# Gezeigter Text
════════════════
Narges Kalhor: Ich habe in München an einer Filmhochschule studiert, die einen sehr guten Ruf hat. Der Aufbau des Studiums ist richtig gut. Wir haben klasse Professoren. Hier habe ich eines gelernt: Wie komplex alles ist, wenn man einen Film macht! Ich habe, als ich noch im Iran lebte, mit meinen Freunden Filme für zwei, drei Euro produziert. Wir haben alles selbst gedreht, den Abspann geschrieben, hochgeladen und an Festivals geschickt. Erst in Deutschland wurde mir klar, wie viele Verträge ich machen muss. Einerseits ist das sehr gut. Beispielsweise was die Sicherheit in Form des Copyrights betrifft. Andererseits geht es in jede Kleinigkeit hinein. Ein Beispiel: Der Vorspann von „In the Name of Scheherazade“ wurde ganze dreimal korrigiert. Was habe ich gemacht? Man sieht, wie ich im Vorspann die Fehler berichtige. Das heißt, ich bin bewusst in diese Richtung gegangen: Ich mache Fehler, ich lasse mich korrigieren, aber trotzdem schmeiße ich meine Fehler nicht raus. Ergo: Der Film ist eine Skizze, ein Entwurf. Vom ersten bis zum letzten Take. Und die Korrektur wird quasi draufgeklebt. Das war meine Art des Protests, dass ich sage: „Hey, es ist so lächerlich, es ist egal, wenn der Anfangsbuchstabe eines Wortes groß oder klein geschrieben wird.“
Sie sind 2009 wegen Ihres politischen Engagements im Rahmen der Grünen Bewegung nach Deutschland emigriert. Im Iran hatten Sie bereits Filme gedreht. Worin liegen Ihrer Meinung nach die größten Unterschiede im Filmemachen zwischen dem Iran und der Bundesrepublik?
════════════════
# Erfasste Daten
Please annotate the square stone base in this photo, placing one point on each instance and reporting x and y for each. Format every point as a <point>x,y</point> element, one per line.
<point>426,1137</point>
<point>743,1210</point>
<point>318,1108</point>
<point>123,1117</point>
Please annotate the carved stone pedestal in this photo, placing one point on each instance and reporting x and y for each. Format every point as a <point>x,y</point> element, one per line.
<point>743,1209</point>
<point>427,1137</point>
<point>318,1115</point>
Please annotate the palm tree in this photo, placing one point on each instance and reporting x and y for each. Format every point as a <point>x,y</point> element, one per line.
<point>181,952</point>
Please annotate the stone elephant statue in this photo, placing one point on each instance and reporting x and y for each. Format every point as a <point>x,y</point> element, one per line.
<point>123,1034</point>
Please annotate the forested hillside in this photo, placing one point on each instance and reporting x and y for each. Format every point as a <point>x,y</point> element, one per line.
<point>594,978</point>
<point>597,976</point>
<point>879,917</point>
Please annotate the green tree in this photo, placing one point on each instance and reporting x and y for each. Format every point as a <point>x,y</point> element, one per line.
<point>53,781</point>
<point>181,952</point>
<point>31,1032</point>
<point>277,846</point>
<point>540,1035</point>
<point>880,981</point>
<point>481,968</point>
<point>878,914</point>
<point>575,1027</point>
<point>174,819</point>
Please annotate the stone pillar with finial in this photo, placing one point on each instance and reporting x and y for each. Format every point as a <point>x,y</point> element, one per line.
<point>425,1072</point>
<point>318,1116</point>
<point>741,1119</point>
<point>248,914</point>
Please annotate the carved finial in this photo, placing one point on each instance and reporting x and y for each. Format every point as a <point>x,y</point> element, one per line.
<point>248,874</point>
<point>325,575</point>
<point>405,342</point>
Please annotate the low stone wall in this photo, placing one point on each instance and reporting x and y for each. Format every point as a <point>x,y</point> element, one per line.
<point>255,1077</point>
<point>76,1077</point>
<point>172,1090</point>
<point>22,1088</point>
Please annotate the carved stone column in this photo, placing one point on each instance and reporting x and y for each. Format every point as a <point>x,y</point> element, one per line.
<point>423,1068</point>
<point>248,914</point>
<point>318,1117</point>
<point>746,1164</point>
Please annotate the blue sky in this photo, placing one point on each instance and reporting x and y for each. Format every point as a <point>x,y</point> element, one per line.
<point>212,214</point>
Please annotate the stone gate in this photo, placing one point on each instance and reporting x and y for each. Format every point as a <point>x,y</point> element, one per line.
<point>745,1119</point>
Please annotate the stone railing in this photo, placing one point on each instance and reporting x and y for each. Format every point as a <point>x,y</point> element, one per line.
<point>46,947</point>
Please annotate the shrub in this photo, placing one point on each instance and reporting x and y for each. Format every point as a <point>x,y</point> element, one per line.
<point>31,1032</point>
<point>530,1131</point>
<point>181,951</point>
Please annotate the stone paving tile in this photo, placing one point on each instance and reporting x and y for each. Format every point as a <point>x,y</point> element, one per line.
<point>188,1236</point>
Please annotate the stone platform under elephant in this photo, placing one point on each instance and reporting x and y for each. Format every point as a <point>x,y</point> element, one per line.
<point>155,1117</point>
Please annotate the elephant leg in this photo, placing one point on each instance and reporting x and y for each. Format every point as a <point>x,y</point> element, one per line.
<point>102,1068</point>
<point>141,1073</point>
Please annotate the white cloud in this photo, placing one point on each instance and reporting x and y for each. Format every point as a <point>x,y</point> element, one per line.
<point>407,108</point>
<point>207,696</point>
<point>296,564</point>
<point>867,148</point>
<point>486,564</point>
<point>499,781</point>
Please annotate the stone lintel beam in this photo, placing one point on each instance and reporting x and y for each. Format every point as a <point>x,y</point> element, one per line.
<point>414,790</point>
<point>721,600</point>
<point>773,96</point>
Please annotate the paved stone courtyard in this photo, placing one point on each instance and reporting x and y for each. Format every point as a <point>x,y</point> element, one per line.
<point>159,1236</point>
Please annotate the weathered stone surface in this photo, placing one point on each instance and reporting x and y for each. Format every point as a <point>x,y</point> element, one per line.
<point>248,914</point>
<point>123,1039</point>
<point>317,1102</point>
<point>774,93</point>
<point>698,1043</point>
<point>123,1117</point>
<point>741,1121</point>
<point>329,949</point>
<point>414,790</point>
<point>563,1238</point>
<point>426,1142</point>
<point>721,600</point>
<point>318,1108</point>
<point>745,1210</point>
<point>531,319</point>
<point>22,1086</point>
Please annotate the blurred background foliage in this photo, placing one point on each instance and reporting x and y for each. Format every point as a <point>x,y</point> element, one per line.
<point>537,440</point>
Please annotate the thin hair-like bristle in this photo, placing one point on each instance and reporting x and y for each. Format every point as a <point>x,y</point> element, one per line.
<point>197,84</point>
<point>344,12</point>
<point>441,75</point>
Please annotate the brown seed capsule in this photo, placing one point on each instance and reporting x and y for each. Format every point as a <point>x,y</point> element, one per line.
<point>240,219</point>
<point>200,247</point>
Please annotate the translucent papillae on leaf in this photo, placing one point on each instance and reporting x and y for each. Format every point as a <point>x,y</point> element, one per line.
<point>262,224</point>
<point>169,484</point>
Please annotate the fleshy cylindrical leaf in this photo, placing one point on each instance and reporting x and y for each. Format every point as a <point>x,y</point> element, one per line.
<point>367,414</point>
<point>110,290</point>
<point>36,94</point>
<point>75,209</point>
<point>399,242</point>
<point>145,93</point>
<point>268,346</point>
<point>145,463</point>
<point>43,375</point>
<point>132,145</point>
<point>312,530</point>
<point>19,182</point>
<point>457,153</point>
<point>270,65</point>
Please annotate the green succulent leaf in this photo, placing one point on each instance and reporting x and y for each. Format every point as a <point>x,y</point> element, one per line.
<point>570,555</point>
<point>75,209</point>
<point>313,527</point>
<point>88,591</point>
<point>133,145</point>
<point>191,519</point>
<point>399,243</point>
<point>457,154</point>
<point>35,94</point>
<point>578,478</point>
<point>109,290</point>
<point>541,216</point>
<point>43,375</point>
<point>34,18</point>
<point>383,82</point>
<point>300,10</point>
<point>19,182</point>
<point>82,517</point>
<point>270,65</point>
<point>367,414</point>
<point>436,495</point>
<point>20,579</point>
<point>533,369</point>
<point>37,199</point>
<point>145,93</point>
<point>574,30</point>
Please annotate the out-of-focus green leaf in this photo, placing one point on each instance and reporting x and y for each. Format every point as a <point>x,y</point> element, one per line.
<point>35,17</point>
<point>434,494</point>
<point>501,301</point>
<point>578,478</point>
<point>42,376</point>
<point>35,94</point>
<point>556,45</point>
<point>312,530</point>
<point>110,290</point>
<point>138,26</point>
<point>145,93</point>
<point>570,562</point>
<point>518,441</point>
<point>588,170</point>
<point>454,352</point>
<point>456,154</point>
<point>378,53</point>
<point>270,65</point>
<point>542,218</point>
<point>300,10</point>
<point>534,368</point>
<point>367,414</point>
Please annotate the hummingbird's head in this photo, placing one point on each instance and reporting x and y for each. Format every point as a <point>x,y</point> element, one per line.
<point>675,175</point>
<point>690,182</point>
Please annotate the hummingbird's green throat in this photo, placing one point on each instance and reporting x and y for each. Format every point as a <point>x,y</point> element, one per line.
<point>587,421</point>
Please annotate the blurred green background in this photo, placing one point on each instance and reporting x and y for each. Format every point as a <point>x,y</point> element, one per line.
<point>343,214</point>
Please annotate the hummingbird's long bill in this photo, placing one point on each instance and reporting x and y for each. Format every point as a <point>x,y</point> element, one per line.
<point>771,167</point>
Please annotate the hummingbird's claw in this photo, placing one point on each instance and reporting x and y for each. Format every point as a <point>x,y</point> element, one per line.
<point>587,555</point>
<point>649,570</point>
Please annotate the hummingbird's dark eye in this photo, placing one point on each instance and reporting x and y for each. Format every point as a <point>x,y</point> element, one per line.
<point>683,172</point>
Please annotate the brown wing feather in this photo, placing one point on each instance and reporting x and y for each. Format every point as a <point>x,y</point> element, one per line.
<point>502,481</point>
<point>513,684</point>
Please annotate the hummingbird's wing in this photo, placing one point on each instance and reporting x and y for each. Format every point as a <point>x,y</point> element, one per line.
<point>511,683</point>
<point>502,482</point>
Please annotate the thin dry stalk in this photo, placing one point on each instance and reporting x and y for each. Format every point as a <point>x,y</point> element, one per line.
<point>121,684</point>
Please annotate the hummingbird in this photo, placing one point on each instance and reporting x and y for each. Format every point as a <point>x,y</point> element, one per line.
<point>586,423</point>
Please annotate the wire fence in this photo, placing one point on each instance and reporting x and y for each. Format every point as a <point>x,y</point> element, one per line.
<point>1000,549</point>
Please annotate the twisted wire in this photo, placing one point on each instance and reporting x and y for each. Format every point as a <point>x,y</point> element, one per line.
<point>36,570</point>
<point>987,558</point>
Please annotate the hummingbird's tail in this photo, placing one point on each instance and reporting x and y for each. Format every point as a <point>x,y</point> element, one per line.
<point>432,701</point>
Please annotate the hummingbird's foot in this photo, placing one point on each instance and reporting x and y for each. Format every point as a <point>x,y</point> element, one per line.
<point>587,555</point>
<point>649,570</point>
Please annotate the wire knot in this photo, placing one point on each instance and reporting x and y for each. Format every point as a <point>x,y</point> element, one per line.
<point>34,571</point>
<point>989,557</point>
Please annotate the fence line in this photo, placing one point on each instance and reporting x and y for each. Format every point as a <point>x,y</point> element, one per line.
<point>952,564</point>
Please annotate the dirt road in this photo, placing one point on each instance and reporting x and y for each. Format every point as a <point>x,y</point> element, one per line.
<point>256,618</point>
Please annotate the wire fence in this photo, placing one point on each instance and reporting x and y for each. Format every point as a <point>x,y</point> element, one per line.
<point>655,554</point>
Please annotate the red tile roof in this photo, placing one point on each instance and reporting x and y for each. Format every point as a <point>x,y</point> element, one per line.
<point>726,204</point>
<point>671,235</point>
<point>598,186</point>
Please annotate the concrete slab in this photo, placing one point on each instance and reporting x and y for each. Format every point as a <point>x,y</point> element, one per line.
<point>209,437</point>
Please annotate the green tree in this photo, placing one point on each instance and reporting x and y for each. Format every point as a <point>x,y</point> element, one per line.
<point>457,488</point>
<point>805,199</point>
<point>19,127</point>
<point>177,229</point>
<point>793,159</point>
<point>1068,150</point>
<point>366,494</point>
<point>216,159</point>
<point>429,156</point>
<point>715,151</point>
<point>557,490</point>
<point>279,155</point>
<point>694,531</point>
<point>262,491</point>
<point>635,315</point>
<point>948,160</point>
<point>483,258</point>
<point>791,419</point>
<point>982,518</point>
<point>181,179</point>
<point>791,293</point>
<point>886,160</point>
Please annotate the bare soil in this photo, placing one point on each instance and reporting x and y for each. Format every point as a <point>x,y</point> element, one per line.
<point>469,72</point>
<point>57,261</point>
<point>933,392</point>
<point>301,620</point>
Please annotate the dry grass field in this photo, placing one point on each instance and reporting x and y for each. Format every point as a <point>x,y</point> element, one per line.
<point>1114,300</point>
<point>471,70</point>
════════════════
Beantworten Sie anhand des Interviews mit Narges Kalhor diese Fragen:
(a) Wo hat Narges Kalhor studiert?
(b) Für wie viel Geld wurden im Iran mit Freunden Filme produziert?
(c) Wie oft wurde der Vorspann von „In the Name of Scheherazade“ korrigiert?

# Ergebnis der Übung
(a) In München an einer Filmhochschule
(b) Für zwei, drei Euro
(c) Dreimal